**OBJECTIF:**
D'après l'extrait sur la Restauration, quels sont les deux hommes dont Napoléon avait laissé s'exercer la rouerie ?

**EXTRAIT À LIRE:**
---*---
De plus, Napoléon avait créé autour de lui des fonctionnaires et réparti entre leurs mains les délégations indispensables dont sa main avare mesurait et dosait la portée. Toutes ces créations administratives étaient respectées. On peut dire, par conséquent, que la Restauration, malgré ses prétentions, subissait l’ordre de choses présent. Elle faisait éclater son désir de rétroagir jusqu’à l’ancienne époque, plus par les discours des hommes, les excès, les provocations, les défis, le défilé des costumes, la réintégration des anciennes modes, que par le fond même des choses. Le roi, les émigrés, les royalistes se résignaient à l’état présent et aspiraient au retour vers l’état ancien. C’est de ce contraste, tour à tour atténué ou violent, entre le vœu des hommes médiocres qui s’étaient, par la main du malheur, abattus sur la France, et le vœu secret et durable des choses indifférentes, c’est de cette contradiction que viendront les difficultés, ensuite les soucis, puis les fautes, enfin les catastrophes par où s’effondrera au soleil de juillet la monarchie française.

Et ces fautes ne furent ni longues à venir, ni faciles à réparer. Napoléon avait disparu, ne laissant rien derrière lui. Suffisant à tout, il avait étouffé les initiatives, abaissé les caractères, laissé prise seulement à la rouerie d’un Fouché ou d’un Talleyrand. Personne ne pouvait se vanter d’avoir été à son école et à personne il n’avait permis de conquérir dans l’État une telle place que cet homme pût maintenant servir utilement la royauté nouvelle.
---*---
**DONNÉES:**
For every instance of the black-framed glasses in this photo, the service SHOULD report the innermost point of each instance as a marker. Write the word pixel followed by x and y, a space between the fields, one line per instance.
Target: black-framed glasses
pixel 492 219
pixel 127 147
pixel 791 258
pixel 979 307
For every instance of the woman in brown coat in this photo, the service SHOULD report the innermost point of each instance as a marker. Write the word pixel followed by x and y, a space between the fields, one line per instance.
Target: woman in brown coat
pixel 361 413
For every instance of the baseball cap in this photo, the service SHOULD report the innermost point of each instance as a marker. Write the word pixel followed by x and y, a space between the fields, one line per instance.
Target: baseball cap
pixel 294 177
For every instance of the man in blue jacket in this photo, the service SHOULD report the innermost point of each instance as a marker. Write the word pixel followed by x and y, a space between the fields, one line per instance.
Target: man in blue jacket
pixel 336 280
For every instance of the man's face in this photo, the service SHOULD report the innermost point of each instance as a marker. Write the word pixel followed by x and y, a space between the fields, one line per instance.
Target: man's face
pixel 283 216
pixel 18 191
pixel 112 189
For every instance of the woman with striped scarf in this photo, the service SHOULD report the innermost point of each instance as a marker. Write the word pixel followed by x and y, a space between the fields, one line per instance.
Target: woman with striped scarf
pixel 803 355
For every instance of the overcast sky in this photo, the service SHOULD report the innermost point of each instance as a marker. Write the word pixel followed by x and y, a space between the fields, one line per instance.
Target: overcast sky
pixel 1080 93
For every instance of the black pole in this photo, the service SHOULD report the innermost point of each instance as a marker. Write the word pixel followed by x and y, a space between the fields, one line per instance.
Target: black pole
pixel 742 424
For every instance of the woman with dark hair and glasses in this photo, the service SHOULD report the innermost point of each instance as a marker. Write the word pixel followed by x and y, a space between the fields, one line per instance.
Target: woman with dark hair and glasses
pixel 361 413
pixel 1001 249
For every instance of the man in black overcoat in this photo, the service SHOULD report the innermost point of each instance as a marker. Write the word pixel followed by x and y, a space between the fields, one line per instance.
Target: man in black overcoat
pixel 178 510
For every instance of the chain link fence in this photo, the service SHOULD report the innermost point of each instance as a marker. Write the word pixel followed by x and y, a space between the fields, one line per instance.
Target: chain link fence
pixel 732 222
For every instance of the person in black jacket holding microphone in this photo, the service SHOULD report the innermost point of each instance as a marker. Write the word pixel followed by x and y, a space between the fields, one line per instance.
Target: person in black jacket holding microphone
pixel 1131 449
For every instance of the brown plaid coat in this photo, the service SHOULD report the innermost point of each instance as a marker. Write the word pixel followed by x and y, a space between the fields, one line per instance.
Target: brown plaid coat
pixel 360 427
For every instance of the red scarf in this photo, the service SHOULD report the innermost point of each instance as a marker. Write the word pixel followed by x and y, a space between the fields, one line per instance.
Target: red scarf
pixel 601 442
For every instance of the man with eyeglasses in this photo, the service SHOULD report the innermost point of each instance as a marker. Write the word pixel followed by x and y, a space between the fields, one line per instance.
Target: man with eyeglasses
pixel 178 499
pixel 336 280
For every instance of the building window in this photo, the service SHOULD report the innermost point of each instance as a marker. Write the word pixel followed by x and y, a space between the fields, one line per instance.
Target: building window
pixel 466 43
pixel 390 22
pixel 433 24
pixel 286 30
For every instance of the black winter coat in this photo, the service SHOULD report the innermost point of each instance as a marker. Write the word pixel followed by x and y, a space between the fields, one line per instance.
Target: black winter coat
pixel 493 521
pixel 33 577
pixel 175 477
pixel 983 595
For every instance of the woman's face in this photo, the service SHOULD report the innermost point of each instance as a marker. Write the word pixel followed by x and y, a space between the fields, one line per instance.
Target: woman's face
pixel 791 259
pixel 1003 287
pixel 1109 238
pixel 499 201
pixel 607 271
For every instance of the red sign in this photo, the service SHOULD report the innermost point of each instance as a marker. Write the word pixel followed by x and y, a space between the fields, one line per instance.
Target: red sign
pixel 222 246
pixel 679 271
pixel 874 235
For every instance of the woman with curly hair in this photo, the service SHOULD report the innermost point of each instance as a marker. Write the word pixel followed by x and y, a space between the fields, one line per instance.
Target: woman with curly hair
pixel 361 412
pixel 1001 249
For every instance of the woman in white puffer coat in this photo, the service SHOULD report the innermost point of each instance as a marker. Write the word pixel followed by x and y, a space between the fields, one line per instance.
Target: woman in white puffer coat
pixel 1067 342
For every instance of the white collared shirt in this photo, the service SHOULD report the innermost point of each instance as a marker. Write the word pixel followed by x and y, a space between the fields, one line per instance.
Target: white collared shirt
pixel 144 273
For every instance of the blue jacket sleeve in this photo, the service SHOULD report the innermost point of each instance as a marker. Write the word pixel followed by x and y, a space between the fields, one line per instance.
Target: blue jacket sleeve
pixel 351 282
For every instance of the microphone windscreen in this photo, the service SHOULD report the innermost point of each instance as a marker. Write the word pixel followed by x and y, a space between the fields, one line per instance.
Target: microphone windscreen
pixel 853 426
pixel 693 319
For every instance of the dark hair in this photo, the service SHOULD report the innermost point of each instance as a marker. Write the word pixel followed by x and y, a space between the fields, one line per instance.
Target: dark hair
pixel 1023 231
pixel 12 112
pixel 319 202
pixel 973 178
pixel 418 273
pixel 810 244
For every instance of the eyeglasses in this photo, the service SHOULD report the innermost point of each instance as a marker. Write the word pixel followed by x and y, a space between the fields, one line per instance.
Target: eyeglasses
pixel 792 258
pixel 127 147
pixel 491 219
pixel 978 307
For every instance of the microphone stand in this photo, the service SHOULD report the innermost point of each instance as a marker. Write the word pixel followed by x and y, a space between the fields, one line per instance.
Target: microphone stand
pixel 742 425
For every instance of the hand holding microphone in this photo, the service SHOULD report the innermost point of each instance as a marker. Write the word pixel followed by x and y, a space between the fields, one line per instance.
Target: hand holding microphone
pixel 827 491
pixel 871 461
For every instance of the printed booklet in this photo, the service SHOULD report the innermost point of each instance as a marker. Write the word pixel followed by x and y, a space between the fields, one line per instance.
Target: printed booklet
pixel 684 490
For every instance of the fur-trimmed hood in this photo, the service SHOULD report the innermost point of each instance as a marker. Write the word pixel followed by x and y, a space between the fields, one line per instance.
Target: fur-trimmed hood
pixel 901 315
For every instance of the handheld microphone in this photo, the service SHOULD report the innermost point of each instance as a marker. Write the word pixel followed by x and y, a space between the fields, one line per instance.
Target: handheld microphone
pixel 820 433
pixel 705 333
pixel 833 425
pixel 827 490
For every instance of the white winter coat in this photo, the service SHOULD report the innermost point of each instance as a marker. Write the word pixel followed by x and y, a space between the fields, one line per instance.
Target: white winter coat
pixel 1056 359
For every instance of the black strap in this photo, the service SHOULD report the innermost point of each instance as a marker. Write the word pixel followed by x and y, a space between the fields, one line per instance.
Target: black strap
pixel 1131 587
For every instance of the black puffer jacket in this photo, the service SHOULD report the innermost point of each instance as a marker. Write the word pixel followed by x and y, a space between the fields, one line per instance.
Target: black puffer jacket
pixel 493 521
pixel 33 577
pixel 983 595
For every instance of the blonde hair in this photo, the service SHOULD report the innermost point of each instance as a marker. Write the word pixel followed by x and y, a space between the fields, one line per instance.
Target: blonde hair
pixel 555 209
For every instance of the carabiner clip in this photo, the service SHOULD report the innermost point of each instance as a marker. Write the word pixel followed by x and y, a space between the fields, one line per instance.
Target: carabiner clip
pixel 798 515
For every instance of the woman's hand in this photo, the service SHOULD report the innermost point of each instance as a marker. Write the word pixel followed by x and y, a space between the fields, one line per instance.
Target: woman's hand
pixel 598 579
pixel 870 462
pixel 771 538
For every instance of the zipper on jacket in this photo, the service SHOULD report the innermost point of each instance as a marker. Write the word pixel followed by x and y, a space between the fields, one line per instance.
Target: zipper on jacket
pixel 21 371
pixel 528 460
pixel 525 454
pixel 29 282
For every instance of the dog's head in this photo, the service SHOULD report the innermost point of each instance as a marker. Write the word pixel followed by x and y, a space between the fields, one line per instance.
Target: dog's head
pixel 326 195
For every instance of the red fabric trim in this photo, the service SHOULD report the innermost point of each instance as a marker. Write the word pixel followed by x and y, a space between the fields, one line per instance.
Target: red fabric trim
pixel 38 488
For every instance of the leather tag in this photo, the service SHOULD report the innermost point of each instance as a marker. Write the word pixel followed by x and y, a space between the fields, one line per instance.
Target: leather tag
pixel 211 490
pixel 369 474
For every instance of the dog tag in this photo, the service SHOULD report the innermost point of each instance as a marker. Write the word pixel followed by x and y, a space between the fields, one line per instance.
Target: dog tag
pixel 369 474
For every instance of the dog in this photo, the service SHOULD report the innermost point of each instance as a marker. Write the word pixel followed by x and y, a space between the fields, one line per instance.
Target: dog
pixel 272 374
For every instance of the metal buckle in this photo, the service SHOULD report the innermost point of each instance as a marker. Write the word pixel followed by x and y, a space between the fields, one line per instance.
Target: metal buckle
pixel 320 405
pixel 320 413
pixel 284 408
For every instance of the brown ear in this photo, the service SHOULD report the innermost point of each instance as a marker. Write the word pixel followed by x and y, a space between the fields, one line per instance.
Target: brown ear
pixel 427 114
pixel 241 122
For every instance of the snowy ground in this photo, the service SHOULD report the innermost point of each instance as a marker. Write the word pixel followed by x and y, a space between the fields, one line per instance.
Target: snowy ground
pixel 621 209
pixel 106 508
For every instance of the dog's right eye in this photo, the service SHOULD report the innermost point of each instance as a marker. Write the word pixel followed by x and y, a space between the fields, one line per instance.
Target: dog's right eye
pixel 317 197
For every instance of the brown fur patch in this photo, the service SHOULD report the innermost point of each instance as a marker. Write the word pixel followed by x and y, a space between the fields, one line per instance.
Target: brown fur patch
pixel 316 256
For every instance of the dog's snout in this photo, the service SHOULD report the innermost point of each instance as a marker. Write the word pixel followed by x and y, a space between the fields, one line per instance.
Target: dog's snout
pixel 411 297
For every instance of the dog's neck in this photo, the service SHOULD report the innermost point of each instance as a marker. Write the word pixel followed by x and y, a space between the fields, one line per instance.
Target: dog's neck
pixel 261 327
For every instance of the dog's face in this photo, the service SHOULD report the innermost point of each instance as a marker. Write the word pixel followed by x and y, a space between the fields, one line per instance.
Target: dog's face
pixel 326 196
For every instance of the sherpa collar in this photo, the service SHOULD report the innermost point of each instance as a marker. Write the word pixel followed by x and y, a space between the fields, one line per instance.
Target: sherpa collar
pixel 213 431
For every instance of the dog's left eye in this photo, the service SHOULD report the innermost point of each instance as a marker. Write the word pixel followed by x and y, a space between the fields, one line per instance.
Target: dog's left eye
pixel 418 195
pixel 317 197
---*---
**RÉSULTAT ATTENDU:**
Fouché et Talleyrand.